## QUOTED PASSAGE
A strong wind is blowing but there’s plenty of room in the little copse of trees for us, and although it’s begun to rain again, the ground is dry in here. Orbit strings up her hammock and I sit on my sleeping pad, eating salt and vinegar chips. Christine is happy, chattering on as she cooks her dinner. This is her first long hike and I haven’t seen her since spring, before she started.

“I love this,” she says. “I love thru-hiking. It’s my favorite thing. It’s the best thing I’ve ever done. I love this life. I love it so much.”

Christine tells us that she was in a series of lightning storms in Oregon- the lightning was starting fires all over the place and many of the thru-hikers behind us hitched from Etna to Ashland, skipping the area entirely. Christine hiked through it, weathering one electrical storm so intense that her hair stood on end, the tips of her fingers were tingly, and she was “glued to the floor of the tent”.

“I couldn’t lift myself off the floor of the tent,” she says. “I don’t know why.”

“I think that was ground to ground lightning?” I say.

“That would explain a lot of things,” says Christine. “I felt so calm the next day. Really serene.”

I ask Christine if she’s going to farm next year- she’s been farming in Southern Oregon every summer for a while.

“I don’t think so,” she says, eyes almost ecstatically alight. “I have a new hobby now.”

I tell her that she should hike the whole trail, beginning to end, but she says she likes the solitude of section hiking.

“I don’t like the groups of dude-bros,” she says. “I don’t like how competitive they get. I don’t like how people leave trash everywhere. I saw one guy dump his leftover soup onto the ground, in a campsite. It’s like they don’t know about Leave No Trace.”

We go to bed well after dark, bundled in every layer we own, scrunched down deep in our sleeping bags. Long underwear, down jacket, rain jacket, fleece hat, neo-air, hoods pulled up and everything cinched up and zipped up tight. Finally I am warm and horizontal on the ground, and finally the tension in my muscles begins to unspool. Outside it’s cold but here, in my mummy nest, it’s warm. Within seconds I am unbearably sleepy. I call this “survival sleep”- the wonderful deep black sleep of a person safe and warm in a little cocoon against the harsh elements outside. It’s my favorite way to sleep- in the winter I sleep with the heat off and the windows open, a million blankets on top of me, in an attempt to induce it.

## ASSIGNMENT A
According to the camping passage, why does the narrator sleep with the heat off and the windows open in winter? Answer in one to three sentences.
## ASSIGNMENT B
Answer these questions about the camping passage:
(i) What does Orbit string up?
(ii) Between which two places did many of the thru-hikers hitch to skip the lightning storms?
(iii) Where has Christine been farming every summer?
The data has nothing to do with the camping passage.

## PROVIDED MATERIAL

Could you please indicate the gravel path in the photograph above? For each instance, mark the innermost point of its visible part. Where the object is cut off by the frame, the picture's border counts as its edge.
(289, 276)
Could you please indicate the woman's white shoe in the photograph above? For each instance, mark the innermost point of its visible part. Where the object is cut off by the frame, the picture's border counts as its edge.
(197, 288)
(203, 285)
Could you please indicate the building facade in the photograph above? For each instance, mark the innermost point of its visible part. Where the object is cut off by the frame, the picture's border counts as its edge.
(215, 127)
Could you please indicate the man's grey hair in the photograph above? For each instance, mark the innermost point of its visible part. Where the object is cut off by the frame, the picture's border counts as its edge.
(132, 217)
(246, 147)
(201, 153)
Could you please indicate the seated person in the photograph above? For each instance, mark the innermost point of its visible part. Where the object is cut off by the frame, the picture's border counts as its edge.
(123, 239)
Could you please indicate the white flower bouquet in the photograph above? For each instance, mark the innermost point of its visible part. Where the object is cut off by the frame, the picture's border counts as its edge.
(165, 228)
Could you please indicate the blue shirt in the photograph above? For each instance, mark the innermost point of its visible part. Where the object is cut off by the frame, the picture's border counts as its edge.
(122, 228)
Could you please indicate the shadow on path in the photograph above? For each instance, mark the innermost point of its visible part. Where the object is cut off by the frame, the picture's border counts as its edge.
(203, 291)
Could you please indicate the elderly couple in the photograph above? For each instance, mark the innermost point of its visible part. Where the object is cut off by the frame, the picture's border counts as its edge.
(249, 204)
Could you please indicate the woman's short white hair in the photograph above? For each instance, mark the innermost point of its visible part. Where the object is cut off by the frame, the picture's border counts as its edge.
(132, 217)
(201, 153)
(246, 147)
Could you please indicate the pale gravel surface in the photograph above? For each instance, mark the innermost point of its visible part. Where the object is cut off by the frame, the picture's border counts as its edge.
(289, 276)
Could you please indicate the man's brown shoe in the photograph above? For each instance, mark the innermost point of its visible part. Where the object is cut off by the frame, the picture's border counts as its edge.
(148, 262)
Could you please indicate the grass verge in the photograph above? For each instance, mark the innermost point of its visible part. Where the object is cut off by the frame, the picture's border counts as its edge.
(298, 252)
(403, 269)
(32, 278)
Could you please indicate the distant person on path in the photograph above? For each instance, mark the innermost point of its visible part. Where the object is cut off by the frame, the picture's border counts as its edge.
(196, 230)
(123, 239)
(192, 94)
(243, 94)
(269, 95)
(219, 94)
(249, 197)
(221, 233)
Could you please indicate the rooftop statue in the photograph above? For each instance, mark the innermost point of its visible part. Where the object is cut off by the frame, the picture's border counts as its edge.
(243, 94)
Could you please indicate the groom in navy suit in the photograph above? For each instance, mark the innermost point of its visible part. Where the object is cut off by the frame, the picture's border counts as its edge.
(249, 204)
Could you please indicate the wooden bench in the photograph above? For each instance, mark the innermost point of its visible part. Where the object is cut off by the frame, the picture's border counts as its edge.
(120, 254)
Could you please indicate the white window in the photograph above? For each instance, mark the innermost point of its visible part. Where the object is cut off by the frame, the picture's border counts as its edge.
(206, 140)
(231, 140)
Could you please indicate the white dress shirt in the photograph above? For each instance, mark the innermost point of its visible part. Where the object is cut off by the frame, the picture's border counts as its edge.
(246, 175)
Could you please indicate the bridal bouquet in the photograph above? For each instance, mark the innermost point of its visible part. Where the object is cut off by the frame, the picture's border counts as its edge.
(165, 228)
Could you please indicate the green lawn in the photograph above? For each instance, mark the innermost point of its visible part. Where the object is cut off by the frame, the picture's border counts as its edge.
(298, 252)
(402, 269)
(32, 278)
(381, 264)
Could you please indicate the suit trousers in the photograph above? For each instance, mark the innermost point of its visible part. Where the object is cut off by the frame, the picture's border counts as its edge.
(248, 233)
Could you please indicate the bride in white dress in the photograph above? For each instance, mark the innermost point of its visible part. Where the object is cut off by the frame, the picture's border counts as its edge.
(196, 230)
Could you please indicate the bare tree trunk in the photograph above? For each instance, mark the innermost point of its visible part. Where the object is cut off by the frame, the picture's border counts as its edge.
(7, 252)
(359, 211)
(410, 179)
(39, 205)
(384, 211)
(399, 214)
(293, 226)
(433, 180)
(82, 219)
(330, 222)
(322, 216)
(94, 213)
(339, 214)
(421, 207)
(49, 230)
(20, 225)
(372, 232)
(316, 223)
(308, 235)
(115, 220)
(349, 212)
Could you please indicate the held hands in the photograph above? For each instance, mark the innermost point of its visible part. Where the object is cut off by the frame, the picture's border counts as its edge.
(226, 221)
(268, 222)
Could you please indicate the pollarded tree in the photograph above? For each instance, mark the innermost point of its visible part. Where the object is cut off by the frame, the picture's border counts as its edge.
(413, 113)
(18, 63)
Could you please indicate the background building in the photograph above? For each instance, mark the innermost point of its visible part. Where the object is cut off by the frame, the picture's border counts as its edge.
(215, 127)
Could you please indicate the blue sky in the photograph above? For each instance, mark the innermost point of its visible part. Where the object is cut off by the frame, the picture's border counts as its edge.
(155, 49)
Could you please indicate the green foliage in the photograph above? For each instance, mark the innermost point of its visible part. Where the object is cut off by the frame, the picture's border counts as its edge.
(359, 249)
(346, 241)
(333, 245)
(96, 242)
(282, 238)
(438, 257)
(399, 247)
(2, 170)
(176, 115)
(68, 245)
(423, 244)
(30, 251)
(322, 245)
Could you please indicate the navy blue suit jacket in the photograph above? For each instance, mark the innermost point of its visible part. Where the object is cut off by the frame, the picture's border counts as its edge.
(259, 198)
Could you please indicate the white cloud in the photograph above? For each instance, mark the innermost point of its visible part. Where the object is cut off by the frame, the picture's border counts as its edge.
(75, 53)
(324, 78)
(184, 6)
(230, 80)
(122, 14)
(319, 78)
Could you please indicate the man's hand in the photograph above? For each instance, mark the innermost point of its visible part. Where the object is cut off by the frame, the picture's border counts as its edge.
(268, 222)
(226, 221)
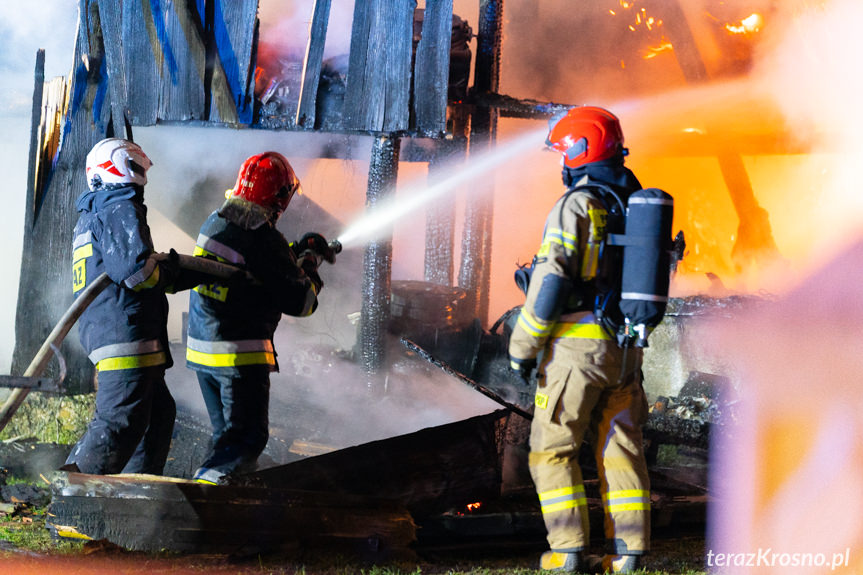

## TASK SOLUTION A
The narrator does it to try to bring on "survival sleep." This is the deep sleep of someone safe and warm in a little cocoon against harsh elements outside, and it is the narrator's favorite way to sleep.

## TASK SOLUTION B
(i) Her hammock.
(ii) From Etna to Ashland.
(iii) In Southern Oregon.